Tuesday, March 20, 2007
Mike Jones Still Stuck To Ted Haggard Massage Table
Just hours before online bidding was to close on the purple massage table Mike Jones calls “the table where it all happened” with Ted Haggard, eBay removed the listing.
The online auction site sent Jones an e-mail Sunday afternoon saying the listing violated its policy for charity, an action he believes was prompted by complaints from a Delaware-based ministry called Transforming Congregations.
The ministry, on its Web site, had urged people to fax eBay about the listing. “If you contacted eBay to express your concerns or register a complaint, please contact them again and thank them for doing the right thing,” read a message on the site Monday morning.
Haggard, founder of New Life Church in Colorado Springs and former head of the National Association of Evangelicals, is undergoing what the church calls “restoration therapy” after Jones revealed the two had a threeyear relationship. Haggard resigned from the NAE and was removed from his church post in early November after revelations of his visits with Jones, a former escort and masseur who claims Haggard paid him for sex.
Jones said he planned to give all money from the auction to Project Angel Heart, which provides services to people with HIV/AIDS, cancer and other life-threatening illnesses.
Bidding on the table started at $400 and reached at least $1,275 before the item was taken off the site.
“It’s just sad,” Jones said Monday morning. “I wasn’t going to make any money off of it. It was for a good cause. Who it hurts is Angel Heart. It doesn’t hurt me.”
Hani Durzy, a spokesman for eBay, said the item was pulled solely because it violated the site’s fundraising policy.
Items being sold for charity belong at eBay’s online platform called “Giving Works,” he said, and it’s possible Jones could relist the table there. EBay works with a charitable organization called Mission-Fish, which makes sure auction funds raised for charity go directly to the charity and not to the seller.
····················
TASKS FOR THIS EXERCISE:
1. Retype the part of the article about the massage table starting with "Jones said he" and going on through "site’s fundraising policy.".
2. Decide whether each statement agrees with the article about the massage table, answering yes or no and quoting the words of the article that settle it. (a) Bidding on the table opened at $400. (b) The eBay spokesman said the listing was removed because of complaints from a ministry. (c) Jones intended to keep part of the auction money for himself.

Saved data entries
····················
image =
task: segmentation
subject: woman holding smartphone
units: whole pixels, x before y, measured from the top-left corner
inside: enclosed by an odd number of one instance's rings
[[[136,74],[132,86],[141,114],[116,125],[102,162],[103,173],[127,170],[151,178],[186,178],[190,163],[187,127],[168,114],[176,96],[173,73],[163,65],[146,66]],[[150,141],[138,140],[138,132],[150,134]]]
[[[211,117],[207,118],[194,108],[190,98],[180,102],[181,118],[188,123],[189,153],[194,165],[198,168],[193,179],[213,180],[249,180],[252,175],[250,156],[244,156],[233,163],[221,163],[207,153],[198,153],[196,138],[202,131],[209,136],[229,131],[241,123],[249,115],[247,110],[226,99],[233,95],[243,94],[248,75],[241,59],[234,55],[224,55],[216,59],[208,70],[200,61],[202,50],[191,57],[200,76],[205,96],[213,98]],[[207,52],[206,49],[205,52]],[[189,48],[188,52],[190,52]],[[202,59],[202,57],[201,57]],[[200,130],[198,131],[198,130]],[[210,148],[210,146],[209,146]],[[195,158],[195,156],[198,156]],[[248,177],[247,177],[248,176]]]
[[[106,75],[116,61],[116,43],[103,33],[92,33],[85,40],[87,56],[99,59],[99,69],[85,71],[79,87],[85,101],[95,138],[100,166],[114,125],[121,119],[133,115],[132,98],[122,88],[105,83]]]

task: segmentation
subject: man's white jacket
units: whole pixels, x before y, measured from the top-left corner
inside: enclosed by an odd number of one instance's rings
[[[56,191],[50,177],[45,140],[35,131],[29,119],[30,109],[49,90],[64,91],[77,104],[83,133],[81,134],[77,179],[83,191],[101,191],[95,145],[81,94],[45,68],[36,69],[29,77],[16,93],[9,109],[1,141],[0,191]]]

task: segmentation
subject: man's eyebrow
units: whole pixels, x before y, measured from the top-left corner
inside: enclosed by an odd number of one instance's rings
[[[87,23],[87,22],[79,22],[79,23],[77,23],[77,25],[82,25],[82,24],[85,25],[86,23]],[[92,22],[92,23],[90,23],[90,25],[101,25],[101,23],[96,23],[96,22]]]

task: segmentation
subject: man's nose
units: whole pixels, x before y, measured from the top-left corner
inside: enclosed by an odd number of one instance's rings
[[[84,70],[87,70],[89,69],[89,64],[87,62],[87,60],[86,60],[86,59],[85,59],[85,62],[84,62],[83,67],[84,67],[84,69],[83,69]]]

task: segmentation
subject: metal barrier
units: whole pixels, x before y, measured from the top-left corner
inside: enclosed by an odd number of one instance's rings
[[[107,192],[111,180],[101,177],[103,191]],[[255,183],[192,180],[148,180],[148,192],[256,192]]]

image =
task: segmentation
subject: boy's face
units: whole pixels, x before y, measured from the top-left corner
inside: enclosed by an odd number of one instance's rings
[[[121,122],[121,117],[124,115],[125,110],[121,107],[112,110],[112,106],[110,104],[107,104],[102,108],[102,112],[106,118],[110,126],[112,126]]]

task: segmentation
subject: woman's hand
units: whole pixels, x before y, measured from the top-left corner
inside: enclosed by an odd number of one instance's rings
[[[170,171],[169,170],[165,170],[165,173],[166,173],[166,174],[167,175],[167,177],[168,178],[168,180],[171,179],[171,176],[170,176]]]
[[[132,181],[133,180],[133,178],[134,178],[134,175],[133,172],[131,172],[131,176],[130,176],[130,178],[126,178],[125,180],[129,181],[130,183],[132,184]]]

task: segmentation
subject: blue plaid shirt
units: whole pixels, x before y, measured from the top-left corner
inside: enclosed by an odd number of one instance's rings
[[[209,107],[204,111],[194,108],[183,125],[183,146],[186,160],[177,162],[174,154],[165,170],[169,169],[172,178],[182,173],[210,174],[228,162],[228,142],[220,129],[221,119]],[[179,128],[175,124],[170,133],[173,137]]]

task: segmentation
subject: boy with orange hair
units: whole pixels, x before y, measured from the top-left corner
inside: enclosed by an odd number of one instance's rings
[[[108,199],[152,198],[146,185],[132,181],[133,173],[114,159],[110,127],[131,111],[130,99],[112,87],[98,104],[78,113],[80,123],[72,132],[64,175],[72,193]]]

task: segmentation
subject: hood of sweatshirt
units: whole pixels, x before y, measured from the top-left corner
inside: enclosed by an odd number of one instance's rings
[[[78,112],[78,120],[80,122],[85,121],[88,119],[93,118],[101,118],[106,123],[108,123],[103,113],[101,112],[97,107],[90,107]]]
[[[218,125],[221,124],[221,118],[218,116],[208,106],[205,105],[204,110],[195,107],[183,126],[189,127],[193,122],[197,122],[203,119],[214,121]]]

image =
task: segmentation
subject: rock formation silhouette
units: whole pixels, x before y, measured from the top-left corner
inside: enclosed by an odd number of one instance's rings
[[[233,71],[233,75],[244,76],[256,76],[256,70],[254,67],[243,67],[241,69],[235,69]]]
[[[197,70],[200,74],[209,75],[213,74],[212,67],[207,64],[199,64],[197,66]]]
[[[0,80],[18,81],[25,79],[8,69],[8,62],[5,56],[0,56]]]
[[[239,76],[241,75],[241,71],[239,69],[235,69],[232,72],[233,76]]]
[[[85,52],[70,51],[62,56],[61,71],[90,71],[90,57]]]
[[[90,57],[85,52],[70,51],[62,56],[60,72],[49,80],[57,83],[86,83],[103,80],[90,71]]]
····················
SOLUTIONS TO THE PROBLEMS:
1.
Jones said he planned to give all money from the auction to Project Angel Heart, which provides services to people with HIV/AIDS, cancer and other life-threatening illnesses.
Bidding on the table started at $400 and reached at least $1,275 before the item was taken off the site.
“It’s just sad,” Jones said Monday morning. “I wasn’t going to make any money off of it. It was for a good cause. Who it hurts is Angel Heart. It doesn’t hurt me.”
Hani Durzy, a spokesman for eBay, said the item was pulled solely because it violated the site’s fundraising policy.

2.
(a) Yes: "Bidding on the table started at $400"
(b) No: "the item was pulled solely because it violated the site’s fundraising policy"
(c) No: "he planned to give all money from the auction to Project Angel Heart"